**Task instructions:**
Rewrite the stretch of the state budget editorial from "States are facing" through "laid off employees.", putting "deficit" in place of "shortfall".

**Source document:**
"State budgets are under siege. The faltering national economy, declines in the stock market, contractions in manufacturing and high-tech sectors and soaring health costs have combined to undermine the stability of state budgets."
--From a National Conference of State Legislatures report,
Feb. 4, 2003
Alaska has plenty of company when it comes to a bleak budget outlook.
An Associated Press story last week outlined some of the penny-pinching measures some states are taking as they seek to close the gap between revenue and spending. In Kentucky and Missouri, light bulbs are being unscrewed. In Oregon, color printing and new magazine subscriptions have been banned. Kansas is dropping its gold embossed seal from stationary and business cards and switching to plain paper.
Of course, those are largely symbolic gestures aimed at walking the talk of tight budgets. But many of those gestures have been accompanied by much more painful measures -- including program cuts and employee layoffs.
According to The Wall Street Journal, just three states -- Arkansas, New Mexico and Wyoming -- will not have a budget deficit during the 2004 fiscal year.
A February report from National Conference of State Legislatures revealed:
Two-thirds of the states must reduce their budgets by nearly $26 billion between now and June 30, when the current fiscal year ends in most states.
States are facing a minimum $68.5 billion budget shortfall for the next fiscal year -- with 33 states estimating budget gaps in excess of 5 percent and 18 of those facing gaps above 10 percent.
Thirteen states have cut Medicaid spending, 12 have cut higher education, nine have cut elementary and secondary education, nine have cut corrections spending, nine have nixed employee travel, and nine have laid off employees.
In the current legislative sessions, at least 24 states report tax increase proposals have been introduced; at least 14 states are considering higher taxes on cigarettes and six are considering higher alcohol taxes.
States are using rainy day funds, tapping other state funds, delaying capital projects and cutting spending to balance their budgets.
There's a curious difference between Alaska and the other 49 states, however: None of the rest of them have a permanent fund account that, as of last week, amounted to $22,348,900,000.
In case you missed it, that's $22-plus billion.
Earlier this month when Gov. Frank Murkowski laid out his budget plan that included $55 million in spending cuts, the elimination of 21 programs and the addition of taxes, or user fees as the governor likes to call them, a hue and cry was heard from all quarters -- including Republicans.
And it was clear that those Alaskans who had hoped the new governor had a magic bullet -- or hidden oil field -- to close the state's budget gap were in for a rude awakening.
Most disturbing in the governor's budget were the proposed cuts to schools. While Murkowski 's proposal fully funds the foundation formula, which provides money to schools, it cuts the amount the state reimburses districts for transportation by $10.7 million, it reduces certain grants by $10 million, it cuts school debt reimbursement by $6.6 million and eliminates the community schools program by $500,000 -- for a total of nearly $28 million.
Those who have followed the recent school budget talks as well as contract negotiations realize the Kenai Peninsula Borough School District doesn't have any spare change laying around. The cuts the governor has proposed will hurt education here and across the state.
Alaska, however, has a way to cope with its deficit that other states don't have. It could limit the deposits to the permanent fund to the 25 percent of the state's oil revenues as required by the state's Constitution.
House Bill 11, sponsored by Rep. Norman Rokeberg, R-Anchorage, would do just that. It would switch about $54 million from the fund to the state treasury and repeal a 1980 measure that gives more to the fund. The state Department of Revenue estimates the bill would result in a cut to dividends of about $20 per Alaskan by 2012.
And while it will be characterized as such, we can only echo Rokeberg's sentiments: This is not a raid on the permanent fund or on Alaskans' dividend checks.
The move will not solve all Alaska's budget problems, but it could stave off cuts to the most important item in the budget: education.
The state's education system is the foundation for the future. It's not the place where Alaskans should pinch pennies.
When it comes to solving its budget crisis, Alaska is in an enviable position. It has options that other states don't have. In fact, we suspect there's not a state in the union that wouldn't want to trade its budget problems for ours. And we suspect most would laugh at the notion that we think we have a problem.

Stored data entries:
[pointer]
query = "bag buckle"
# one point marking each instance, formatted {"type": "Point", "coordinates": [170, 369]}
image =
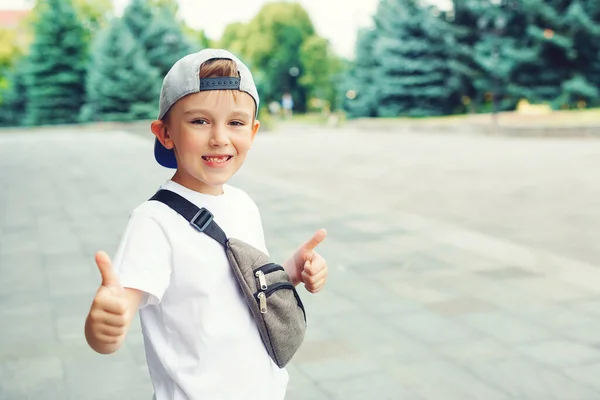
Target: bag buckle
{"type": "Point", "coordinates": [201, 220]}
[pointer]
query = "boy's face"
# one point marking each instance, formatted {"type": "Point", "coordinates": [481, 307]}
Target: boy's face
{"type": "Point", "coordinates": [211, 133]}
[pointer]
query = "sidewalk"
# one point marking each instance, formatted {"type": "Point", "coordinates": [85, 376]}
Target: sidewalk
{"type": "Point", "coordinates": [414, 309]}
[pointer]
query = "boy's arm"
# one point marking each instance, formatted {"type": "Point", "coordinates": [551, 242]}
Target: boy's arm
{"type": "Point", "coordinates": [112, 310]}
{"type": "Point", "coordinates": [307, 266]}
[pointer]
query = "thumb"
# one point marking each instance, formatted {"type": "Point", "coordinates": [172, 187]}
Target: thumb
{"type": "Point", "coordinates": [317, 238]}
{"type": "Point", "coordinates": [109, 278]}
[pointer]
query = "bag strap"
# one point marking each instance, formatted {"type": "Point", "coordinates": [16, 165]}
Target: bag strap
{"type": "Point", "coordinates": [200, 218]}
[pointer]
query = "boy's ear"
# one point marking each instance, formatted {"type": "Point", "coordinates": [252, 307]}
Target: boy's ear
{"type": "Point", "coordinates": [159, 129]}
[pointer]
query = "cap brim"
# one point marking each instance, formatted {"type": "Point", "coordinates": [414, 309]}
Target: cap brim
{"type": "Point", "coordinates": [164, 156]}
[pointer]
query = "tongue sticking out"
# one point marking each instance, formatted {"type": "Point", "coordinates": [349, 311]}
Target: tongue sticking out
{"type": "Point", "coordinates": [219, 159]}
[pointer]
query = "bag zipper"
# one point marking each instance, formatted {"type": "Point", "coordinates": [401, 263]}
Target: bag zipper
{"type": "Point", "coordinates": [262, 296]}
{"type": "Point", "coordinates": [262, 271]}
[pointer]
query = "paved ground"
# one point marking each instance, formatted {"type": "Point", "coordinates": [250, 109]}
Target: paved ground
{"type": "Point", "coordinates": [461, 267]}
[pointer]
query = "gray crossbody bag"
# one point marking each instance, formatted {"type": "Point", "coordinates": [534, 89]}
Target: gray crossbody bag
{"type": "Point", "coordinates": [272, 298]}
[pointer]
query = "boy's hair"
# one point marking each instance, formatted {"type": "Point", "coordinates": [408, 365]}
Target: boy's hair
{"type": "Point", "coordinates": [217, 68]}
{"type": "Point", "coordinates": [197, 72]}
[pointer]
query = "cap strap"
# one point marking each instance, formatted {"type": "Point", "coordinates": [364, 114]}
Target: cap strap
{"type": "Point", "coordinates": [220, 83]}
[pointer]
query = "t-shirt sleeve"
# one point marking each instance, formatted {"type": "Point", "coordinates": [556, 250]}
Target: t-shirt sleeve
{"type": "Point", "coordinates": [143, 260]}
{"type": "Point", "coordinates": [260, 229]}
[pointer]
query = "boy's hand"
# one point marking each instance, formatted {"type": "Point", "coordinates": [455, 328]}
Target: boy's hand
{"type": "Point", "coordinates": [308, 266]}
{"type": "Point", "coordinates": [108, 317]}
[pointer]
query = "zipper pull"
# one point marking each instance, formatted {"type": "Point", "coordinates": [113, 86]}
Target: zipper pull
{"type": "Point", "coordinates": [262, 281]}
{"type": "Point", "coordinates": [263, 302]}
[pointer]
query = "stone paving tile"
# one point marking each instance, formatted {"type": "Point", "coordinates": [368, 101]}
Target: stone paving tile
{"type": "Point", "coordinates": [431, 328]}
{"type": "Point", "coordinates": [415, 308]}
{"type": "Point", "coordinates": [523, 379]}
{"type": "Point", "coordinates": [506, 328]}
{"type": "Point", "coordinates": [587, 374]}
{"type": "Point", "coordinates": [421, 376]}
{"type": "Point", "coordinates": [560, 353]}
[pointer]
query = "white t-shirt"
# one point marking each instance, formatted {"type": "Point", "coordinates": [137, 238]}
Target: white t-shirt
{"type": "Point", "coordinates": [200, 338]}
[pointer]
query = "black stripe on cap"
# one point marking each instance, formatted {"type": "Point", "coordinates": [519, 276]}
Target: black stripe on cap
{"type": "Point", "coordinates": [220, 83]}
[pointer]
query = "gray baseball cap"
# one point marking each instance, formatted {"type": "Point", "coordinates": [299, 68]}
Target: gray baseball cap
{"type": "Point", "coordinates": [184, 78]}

--

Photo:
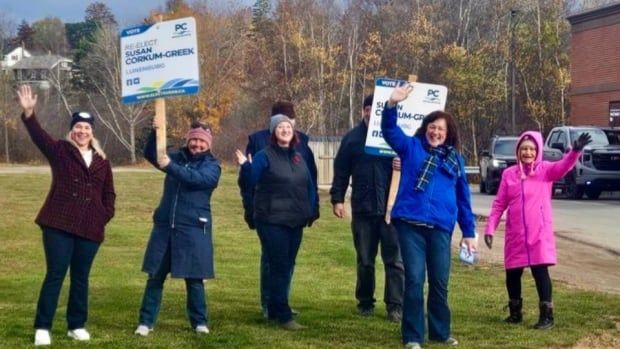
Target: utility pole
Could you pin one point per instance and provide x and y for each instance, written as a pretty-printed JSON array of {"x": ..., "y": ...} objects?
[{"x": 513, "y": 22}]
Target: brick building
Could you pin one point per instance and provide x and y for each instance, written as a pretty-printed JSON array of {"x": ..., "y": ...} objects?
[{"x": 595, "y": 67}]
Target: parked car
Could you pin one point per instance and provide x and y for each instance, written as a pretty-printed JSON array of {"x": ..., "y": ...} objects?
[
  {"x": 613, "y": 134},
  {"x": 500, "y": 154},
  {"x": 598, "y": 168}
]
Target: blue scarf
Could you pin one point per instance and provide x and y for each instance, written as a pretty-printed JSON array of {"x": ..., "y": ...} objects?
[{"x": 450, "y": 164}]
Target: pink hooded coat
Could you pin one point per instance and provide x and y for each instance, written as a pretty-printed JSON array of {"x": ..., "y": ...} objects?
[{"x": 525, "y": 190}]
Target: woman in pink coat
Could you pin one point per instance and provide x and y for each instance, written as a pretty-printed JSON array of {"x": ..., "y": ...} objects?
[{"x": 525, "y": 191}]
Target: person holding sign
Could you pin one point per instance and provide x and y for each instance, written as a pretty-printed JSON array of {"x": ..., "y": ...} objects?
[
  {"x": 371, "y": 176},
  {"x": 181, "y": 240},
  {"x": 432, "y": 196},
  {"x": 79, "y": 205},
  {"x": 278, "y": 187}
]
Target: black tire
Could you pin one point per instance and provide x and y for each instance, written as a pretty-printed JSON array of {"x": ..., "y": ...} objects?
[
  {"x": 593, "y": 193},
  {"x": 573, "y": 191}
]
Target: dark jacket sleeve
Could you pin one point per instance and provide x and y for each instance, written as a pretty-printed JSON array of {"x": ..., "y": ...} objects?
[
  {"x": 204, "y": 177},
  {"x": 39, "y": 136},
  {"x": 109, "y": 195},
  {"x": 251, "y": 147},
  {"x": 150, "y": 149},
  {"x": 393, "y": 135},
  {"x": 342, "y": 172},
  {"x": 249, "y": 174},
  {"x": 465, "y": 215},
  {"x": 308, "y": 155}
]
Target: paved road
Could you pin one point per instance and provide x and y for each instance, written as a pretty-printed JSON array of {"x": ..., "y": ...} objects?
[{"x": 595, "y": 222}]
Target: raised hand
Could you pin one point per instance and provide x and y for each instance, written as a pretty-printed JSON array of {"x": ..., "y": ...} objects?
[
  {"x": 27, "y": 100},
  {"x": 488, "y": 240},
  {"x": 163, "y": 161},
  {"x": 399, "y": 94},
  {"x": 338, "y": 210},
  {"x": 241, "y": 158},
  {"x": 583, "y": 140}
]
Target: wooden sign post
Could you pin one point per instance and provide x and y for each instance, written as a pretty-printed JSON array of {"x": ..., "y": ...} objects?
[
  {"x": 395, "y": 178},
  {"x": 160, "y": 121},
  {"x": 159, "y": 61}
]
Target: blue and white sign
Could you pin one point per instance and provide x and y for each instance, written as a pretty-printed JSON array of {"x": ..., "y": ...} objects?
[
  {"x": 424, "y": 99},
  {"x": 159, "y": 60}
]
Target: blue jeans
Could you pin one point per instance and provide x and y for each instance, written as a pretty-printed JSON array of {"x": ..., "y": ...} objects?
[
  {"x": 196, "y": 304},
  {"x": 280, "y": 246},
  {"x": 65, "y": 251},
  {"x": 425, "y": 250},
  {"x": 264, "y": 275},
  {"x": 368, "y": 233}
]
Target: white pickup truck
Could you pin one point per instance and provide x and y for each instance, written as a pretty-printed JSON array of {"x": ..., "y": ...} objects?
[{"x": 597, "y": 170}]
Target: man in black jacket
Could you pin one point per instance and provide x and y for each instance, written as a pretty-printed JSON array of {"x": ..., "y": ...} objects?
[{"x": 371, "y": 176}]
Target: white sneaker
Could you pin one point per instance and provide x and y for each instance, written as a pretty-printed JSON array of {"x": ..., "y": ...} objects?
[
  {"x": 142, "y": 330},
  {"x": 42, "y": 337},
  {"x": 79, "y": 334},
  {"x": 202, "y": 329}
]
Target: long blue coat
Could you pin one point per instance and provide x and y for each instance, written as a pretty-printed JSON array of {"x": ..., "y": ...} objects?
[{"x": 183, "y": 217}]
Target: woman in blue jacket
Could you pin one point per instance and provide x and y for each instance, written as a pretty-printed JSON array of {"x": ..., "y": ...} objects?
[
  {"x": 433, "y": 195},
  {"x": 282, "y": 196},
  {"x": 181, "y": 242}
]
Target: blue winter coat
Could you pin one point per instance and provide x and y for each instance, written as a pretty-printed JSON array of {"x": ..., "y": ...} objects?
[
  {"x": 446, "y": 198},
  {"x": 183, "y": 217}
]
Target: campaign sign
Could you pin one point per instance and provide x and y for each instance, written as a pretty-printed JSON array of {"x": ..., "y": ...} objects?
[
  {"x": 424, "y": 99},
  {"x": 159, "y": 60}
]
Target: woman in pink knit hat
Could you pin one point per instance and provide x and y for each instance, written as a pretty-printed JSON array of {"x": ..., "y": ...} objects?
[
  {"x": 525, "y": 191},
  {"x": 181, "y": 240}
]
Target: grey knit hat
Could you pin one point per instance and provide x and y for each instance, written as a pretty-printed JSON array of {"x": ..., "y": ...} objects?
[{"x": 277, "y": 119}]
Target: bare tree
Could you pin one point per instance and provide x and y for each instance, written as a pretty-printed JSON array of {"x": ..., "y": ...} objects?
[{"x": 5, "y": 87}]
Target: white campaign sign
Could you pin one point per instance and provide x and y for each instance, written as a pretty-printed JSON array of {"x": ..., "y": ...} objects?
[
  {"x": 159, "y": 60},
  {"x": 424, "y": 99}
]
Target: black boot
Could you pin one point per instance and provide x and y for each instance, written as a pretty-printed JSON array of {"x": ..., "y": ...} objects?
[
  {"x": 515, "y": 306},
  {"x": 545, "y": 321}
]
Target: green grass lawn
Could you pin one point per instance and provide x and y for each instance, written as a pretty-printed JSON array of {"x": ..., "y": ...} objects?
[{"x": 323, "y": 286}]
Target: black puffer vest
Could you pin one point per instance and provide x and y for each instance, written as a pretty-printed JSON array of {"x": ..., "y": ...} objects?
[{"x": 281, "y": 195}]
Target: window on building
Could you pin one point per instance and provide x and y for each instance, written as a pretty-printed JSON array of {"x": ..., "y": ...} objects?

**Exercise answer:**
States are facing a minimum $68.5 billion budget deficit for the next fiscal year -- with 33 states estimating budget gaps in excess of 5 percent and 18 of those facing gaps above 10 percent.
Thirteen states have cut Medicaid spending, 12 have cut higher education, nine have cut elementary and secondary education, nine have cut corrections spending, nine have nixed employee travel, and nine have laid off employees.